WHAT YOU HAVE TO DO | Begin with the line containing "Task: locate the bird's leg." and copy each line exactly through the last line of the entries, inclusive.

LISTING |
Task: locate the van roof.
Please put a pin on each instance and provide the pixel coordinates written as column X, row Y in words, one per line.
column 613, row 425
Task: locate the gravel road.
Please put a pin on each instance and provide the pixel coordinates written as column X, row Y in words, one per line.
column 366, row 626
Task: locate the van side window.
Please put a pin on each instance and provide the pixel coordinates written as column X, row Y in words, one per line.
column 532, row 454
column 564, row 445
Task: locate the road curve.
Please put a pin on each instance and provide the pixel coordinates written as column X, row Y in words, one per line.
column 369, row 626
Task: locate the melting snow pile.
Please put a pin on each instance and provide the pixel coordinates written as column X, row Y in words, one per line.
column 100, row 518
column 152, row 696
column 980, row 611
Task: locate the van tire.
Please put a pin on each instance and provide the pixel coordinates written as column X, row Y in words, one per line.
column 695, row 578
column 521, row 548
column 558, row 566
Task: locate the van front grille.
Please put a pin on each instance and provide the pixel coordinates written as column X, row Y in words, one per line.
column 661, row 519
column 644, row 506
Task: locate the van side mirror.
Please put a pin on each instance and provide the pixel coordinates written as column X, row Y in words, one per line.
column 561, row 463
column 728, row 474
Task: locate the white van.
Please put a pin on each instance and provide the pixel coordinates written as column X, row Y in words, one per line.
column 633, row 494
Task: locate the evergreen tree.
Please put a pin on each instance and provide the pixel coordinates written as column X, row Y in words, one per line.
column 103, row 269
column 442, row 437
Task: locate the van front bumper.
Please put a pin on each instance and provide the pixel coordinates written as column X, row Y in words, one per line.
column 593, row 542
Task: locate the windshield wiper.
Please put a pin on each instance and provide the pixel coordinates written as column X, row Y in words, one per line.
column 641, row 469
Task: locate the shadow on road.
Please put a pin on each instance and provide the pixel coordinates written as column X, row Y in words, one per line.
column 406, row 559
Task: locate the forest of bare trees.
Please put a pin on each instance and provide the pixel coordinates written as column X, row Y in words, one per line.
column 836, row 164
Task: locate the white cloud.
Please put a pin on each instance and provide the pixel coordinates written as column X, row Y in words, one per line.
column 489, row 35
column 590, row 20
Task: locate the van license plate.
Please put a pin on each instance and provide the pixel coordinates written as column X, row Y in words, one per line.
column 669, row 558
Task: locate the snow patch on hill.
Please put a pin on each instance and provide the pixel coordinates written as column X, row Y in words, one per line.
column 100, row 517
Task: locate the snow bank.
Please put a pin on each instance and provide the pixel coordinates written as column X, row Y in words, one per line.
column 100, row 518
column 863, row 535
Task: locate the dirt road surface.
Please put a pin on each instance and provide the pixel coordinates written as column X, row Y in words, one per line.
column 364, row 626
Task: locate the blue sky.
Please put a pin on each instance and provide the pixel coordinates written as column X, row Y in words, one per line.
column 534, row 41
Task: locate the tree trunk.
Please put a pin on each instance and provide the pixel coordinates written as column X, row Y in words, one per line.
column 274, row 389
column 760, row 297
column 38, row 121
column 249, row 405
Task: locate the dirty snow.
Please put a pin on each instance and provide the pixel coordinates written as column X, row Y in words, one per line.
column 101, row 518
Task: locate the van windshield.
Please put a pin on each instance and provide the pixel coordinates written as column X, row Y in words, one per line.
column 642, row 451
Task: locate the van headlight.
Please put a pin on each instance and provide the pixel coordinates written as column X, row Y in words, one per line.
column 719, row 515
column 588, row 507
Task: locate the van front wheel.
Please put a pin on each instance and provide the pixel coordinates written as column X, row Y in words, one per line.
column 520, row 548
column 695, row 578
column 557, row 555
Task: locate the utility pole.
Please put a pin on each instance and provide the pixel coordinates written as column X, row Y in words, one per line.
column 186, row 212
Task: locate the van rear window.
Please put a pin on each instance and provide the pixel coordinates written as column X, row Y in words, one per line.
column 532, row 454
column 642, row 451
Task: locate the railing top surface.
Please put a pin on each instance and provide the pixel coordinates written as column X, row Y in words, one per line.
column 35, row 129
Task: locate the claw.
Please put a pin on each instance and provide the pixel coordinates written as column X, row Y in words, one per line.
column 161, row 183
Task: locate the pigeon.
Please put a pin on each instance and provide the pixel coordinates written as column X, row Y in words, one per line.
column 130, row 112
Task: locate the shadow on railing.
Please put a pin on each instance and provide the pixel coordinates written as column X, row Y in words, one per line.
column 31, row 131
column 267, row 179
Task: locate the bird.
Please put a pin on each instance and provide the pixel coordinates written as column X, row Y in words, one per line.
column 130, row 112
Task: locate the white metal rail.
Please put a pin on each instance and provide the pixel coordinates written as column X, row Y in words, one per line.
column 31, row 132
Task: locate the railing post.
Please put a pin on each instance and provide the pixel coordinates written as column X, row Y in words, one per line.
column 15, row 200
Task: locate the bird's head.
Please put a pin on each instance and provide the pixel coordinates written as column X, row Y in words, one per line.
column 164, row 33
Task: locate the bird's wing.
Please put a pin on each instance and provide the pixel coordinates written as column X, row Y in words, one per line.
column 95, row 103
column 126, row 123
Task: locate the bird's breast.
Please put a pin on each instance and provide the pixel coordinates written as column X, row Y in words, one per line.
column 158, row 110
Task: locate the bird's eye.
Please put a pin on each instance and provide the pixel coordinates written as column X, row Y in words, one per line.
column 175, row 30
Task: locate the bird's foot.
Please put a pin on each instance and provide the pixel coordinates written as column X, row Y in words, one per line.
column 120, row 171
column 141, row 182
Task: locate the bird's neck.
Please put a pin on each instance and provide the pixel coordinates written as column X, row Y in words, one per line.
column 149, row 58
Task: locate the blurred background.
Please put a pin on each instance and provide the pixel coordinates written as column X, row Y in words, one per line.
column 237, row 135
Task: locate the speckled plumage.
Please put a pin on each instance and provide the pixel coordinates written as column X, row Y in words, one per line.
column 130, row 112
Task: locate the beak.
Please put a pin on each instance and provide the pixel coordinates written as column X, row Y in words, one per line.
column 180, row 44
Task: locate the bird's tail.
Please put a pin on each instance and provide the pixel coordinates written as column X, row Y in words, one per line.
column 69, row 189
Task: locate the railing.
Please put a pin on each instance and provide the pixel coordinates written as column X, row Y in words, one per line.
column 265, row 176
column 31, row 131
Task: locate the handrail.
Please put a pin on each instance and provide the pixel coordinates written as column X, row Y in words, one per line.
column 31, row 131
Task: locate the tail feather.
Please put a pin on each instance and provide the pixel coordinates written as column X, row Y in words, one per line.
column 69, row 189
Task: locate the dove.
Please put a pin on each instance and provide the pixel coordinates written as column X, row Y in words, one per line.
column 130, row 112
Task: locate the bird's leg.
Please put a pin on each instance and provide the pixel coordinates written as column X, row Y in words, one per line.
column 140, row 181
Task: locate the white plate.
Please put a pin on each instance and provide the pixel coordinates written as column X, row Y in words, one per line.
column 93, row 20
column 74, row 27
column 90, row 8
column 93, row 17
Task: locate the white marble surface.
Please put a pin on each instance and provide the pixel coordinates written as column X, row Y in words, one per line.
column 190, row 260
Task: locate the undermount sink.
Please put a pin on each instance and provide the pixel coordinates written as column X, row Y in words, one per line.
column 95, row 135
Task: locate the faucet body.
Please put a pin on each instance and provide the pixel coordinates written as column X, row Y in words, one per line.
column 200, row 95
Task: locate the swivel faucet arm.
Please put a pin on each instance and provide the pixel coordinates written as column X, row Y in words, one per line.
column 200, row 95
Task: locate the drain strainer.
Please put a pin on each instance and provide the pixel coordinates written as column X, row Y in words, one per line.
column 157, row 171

REPLY TO THE TASK |
Task: locate the bird's leg.
Please put a pin on each instance and provide the pixel coordinates written as column X, row Y in words, one per line.
column 140, row 181
Task: locate the white plate.
Please put a pin on each instance and provide the pixel coordinates written as column X, row Y in words, one per line.
column 93, row 20
column 74, row 27
column 90, row 8
column 93, row 17
Task: locate the white marble surface.
Please put a pin on each instance and provide the pixel coordinates written as column X, row Y in words, one per line.
column 190, row 260
Task: locate the undermount sink.
Please put a pin on each instance and provide the pixel coordinates written as column X, row Y in words, one per line.
column 95, row 135
Task: locate the faucet body.
Please put a pin on each instance and provide the pixel coordinates written as column X, row Y in words, one per line.
column 200, row 95
Task: locate the swivel faucet arm.
Please put a pin on each instance and provide the pixel coordinates written as column X, row Y in words, one per line.
column 200, row 95
Task: locate the drain strainer.
Please put a pin on each instance and provide the pixel coordinates written as column X, row Y in words, one per line.
column 157, row 171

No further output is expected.